---- Supplied entries
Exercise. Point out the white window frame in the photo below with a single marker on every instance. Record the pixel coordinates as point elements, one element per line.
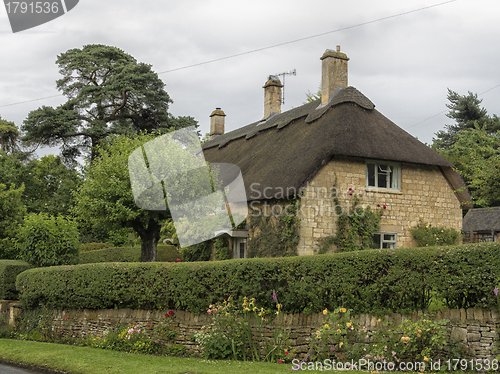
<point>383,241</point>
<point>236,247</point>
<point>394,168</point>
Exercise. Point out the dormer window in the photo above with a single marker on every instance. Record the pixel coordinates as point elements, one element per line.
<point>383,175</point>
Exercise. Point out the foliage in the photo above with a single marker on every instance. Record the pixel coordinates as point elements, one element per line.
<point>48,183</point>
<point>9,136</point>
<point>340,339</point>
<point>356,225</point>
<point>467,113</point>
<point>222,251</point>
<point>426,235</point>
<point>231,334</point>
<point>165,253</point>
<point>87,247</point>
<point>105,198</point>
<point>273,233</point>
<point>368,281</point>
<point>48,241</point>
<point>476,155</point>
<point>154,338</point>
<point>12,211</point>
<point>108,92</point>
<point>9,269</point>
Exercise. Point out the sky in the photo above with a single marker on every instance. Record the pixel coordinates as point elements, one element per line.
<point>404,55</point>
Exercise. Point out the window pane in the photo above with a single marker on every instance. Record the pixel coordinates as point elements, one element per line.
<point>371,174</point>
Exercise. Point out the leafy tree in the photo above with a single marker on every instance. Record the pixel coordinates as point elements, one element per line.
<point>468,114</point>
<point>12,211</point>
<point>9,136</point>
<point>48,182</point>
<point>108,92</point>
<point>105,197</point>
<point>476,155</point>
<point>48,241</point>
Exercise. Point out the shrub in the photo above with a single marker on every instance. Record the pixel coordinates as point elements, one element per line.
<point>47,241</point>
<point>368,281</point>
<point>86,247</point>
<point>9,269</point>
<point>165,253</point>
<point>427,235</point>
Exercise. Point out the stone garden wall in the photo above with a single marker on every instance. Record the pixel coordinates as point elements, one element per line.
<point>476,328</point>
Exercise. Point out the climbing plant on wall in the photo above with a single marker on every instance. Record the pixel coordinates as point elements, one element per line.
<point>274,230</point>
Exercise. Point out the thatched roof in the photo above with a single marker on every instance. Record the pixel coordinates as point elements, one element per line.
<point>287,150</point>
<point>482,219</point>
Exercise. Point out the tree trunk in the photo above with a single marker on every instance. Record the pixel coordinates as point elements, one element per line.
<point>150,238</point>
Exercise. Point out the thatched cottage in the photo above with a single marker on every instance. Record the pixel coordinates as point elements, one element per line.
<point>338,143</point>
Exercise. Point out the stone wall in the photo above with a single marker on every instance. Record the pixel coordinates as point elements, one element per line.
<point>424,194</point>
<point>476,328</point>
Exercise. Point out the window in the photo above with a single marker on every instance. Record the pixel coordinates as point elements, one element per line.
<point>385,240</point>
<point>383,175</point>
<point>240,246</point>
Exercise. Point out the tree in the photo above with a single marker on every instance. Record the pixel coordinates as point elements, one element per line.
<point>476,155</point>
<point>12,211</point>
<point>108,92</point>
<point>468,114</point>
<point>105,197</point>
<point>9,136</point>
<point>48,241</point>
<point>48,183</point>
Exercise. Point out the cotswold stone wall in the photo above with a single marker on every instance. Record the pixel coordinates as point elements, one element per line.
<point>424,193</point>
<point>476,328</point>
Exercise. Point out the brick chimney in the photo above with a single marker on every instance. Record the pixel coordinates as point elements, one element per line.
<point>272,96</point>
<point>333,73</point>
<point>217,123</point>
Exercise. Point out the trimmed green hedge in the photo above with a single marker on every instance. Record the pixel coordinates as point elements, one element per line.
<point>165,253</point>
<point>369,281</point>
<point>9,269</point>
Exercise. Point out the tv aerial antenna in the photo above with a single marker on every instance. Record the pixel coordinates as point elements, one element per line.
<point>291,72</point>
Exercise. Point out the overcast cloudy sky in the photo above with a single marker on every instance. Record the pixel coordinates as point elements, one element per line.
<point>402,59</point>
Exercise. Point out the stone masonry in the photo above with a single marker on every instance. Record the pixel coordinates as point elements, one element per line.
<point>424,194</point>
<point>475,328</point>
--------
---- Supplied entries
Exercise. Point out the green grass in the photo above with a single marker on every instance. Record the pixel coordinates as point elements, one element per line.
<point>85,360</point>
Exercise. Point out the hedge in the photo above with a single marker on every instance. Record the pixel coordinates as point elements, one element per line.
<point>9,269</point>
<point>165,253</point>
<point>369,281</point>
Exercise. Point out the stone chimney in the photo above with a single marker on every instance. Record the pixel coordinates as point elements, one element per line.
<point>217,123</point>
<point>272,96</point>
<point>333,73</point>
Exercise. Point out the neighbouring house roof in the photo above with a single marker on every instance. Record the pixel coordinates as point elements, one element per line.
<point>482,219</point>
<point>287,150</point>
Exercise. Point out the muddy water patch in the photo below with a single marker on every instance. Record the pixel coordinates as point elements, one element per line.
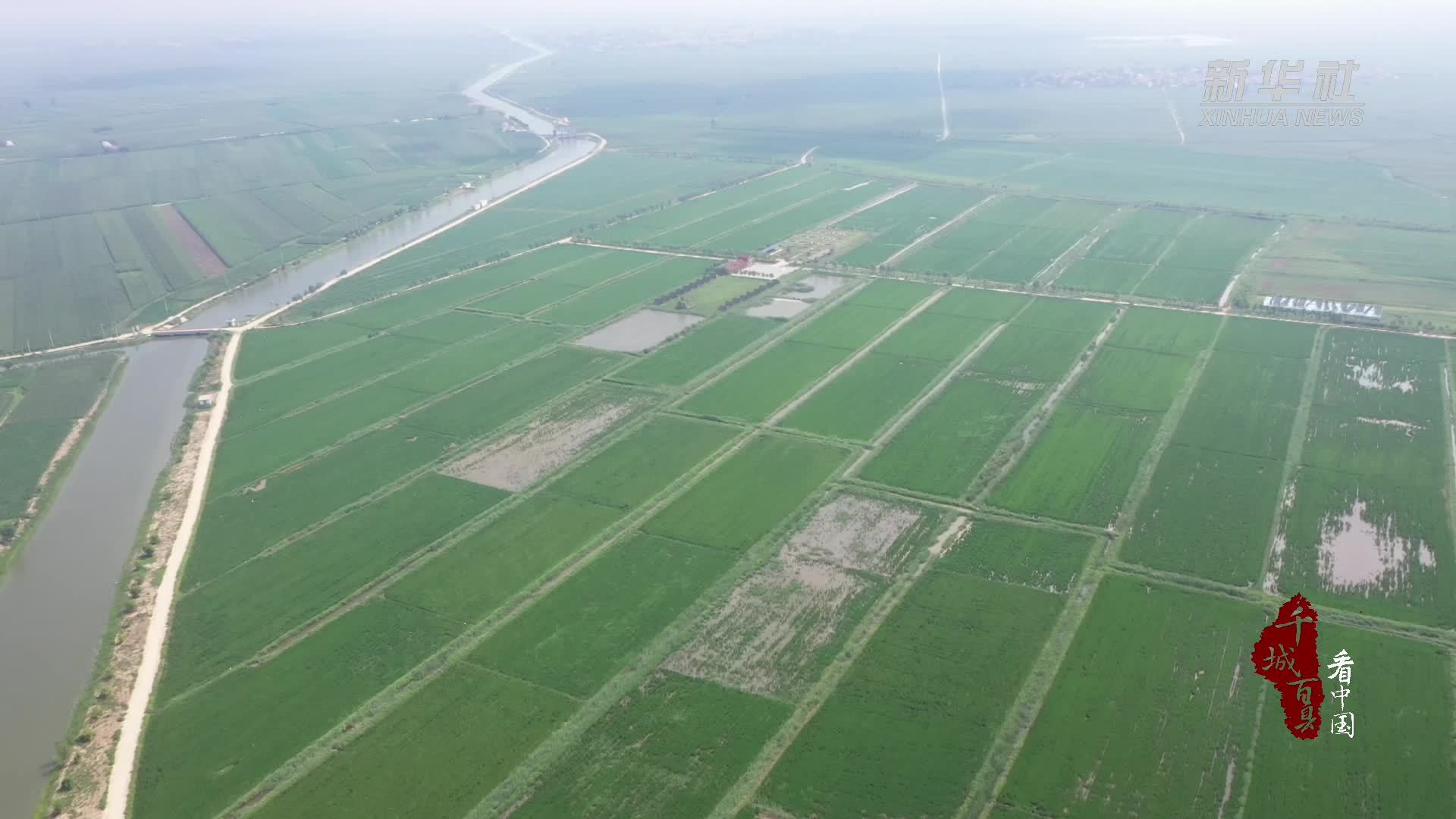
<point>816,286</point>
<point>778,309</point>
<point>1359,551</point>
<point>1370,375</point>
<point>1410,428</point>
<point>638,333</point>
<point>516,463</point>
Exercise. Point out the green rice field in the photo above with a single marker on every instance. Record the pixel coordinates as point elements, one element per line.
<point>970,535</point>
--------
---- Supplied entries
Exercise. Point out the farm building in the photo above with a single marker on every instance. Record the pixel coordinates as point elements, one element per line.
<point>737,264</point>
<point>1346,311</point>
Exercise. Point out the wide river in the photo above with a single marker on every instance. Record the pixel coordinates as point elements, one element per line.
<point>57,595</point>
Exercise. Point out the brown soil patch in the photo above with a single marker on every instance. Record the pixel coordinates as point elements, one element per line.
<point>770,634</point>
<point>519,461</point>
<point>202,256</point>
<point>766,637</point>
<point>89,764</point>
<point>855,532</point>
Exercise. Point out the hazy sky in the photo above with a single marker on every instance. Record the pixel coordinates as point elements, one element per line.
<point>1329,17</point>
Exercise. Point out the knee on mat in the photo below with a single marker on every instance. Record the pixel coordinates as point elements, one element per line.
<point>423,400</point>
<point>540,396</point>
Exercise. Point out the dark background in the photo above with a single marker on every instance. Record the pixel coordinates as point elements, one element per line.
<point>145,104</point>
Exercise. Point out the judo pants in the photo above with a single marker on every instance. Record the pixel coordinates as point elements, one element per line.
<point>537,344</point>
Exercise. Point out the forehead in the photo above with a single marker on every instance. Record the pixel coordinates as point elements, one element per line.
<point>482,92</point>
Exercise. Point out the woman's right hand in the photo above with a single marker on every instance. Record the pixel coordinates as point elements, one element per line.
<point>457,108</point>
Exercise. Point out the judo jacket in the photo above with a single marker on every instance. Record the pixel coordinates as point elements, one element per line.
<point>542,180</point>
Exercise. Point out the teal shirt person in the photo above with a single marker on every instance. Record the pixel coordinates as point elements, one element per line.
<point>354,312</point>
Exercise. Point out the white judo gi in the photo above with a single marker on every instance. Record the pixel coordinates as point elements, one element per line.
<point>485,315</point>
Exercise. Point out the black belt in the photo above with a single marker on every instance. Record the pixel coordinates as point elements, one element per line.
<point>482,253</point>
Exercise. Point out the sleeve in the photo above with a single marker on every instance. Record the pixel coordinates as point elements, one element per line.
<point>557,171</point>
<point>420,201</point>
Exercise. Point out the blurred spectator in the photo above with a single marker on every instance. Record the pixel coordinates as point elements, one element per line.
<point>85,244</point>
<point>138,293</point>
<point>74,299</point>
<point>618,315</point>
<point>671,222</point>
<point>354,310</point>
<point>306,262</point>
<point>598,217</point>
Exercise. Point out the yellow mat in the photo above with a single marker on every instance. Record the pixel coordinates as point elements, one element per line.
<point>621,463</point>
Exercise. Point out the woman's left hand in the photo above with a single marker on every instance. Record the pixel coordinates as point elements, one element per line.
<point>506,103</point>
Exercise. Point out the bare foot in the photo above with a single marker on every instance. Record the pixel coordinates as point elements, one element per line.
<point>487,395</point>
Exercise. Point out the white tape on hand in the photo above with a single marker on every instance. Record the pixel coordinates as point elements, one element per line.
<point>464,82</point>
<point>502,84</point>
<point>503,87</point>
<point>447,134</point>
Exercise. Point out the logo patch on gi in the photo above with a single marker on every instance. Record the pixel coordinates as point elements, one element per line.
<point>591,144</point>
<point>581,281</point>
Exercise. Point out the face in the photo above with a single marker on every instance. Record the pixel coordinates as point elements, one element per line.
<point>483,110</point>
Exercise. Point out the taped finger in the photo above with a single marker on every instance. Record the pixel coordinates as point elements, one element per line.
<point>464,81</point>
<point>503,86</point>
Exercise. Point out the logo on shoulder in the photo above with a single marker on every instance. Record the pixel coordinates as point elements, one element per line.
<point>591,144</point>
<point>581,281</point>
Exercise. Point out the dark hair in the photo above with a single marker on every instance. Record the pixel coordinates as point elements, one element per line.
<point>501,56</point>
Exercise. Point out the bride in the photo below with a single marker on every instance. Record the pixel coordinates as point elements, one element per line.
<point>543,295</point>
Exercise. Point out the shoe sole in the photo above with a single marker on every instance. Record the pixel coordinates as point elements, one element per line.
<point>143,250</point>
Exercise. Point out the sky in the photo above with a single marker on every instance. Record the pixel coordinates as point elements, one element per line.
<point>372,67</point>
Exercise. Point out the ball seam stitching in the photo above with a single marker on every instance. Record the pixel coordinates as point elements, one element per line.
--------
* _Work instruction_
Give the exact lines, and only those, from the line containing "Exercise. Point out the taped" through the line containing "Exercise. Point out the ball" in the entries above.

* _Expected answer_
Exercise. Point out the taped finger in the photo above with a single marker on every instance. Record the pixel coordinates as point elements, one element per line.
<point>464,81</point>
<point>503,86</point>
Exercise. Point out the logo on shoulder in the photo above with a single marker on every instance. Record the pixel coordinates as point elements, one element per line.
<point>591,144</point>
<point>581,281</point>
Exercise. Point out the dark hair in the photo above with a single marker on every instance. Record the pixel coordinates as point elements, one element per line.
<point>501,56</point>
Exercise. Point out the bride in the photo below with a single marker on every instance. Record the pixel coordinates as point elements, one element per line.
<point>543,295</point>
Exercise. Point out the shoe sole in the photo above with a single marker on every instance. Record the pixel coordinates as point elements, one element per line.
<point>143,250</point>
Exercise. Point out the sky in the photo above with a single marker on every instance. Record the pixel coordinates as point elements, one element per line.
<point>372,67</point>
Exercise. Point out the ball seam stitching in the photo above with a single marker on every instance. Record the pixel coordinates as point elements, one element per line.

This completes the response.